Bacaan yang Disediakan:
────────────────────────────────────────

Sabtu, 21 Maret 2020

Kronologis Dinamika Implementasi UU Hortikultura (2014 – 2015)

17 Februari 2014 -

Hortindo bersama 3 orang petani mengajukan permohonan judicial review kepada Mahkamah Konstitusi. Ketiga petani itu adalah ketua kelompok tani asal Pandeglang, Pandeglang, dan Majalengka.   Para pemohon meminta agar Mahkamah Konstitusi dapat memberikan penafsiran konstitusional terhadap pengaturan mengenai penanaman modal asing untuk menghindari kerugian pada perekonomian nasional.
Pasal yang dimintakan untuk diuji dalam permohonan tersebut adalah Pasal 100 ayat 3 dan Pasal 131 ayat 2 dari UU Hortikultura.
Posisi mereka menolak pembatasan 30% dalam kedua pasal tersebut.

────────────────────────────────────────

Tugas Latihan:
1. Tuliskan kembali tanpa perubahan bagian bacaan tentang UU Hortikultura di atas, mulai dari "Sabtu, 21 Maret" sampai dengan "kedua pasal tersebut.", termasuk kedua batas itu.
2. Jawablah pertanyaan berikut berdasarkan bacaan tentang UU Hortikultura di atas.
(a) Pada tanggal berapa permohonan judicial review diajukan kepada Mahkamah Konstitusi?
(b) Pasal apa saja dari UU Hortikultura yang dimintakan untuk diuji?
(c) Pembatasan berapa persen yang ditolak oleh para pemohon?
Baris-baris data di bawah ini diambil dari sumber yang berbeda.

Segmen Data:
────────────────────────────────────────

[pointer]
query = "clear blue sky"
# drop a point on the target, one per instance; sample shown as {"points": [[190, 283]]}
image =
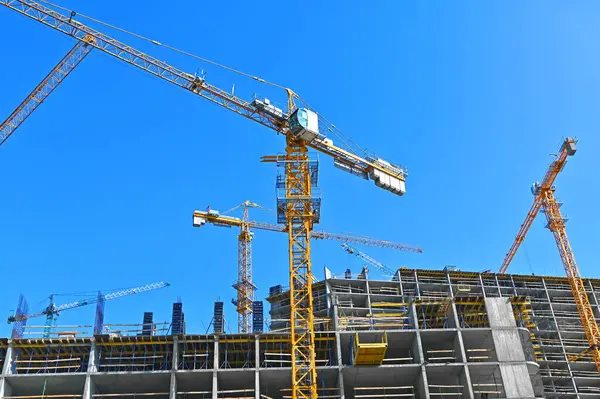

────────────────────────────────────────

Jawaban yang Diberikan:
1.
Sabtu, 21 Maret 2020

Kronologis Dinamika Implementasi UU Hortikultura (2014 – 2015)

17 Februari 2014 -

Hortindo bersama 3 orang petani mengajukan permohonan judicial review kepada Mahkamah Konstitusi. Ketiga petani itu adalah ketua kelompok tani asal Pandeglang, Pandeglang, dan Majalengka.   Para pemohon meminta agar Mahkamah Konstitusi dapat memberikan penafsiran konstitusional terhadap pengaturan mengenai penanaman modal asing untuk menghindari kerugian pada perekonomian nasional.
Pasal yang dimintakan untuk diuji dalam permohonan tersebut adalah Pasal 100 ayat 3 dan Pasal 131 ayat 2 dari UU Hortikultura.
Posisi mereka menolak pembatasan 30% dalam kedua pasal tersebut.

2.
(a) 17 Februari 2014
(b) Pasal 100 ayat 3 dan Pasal 131 ayat 2
(c) 30%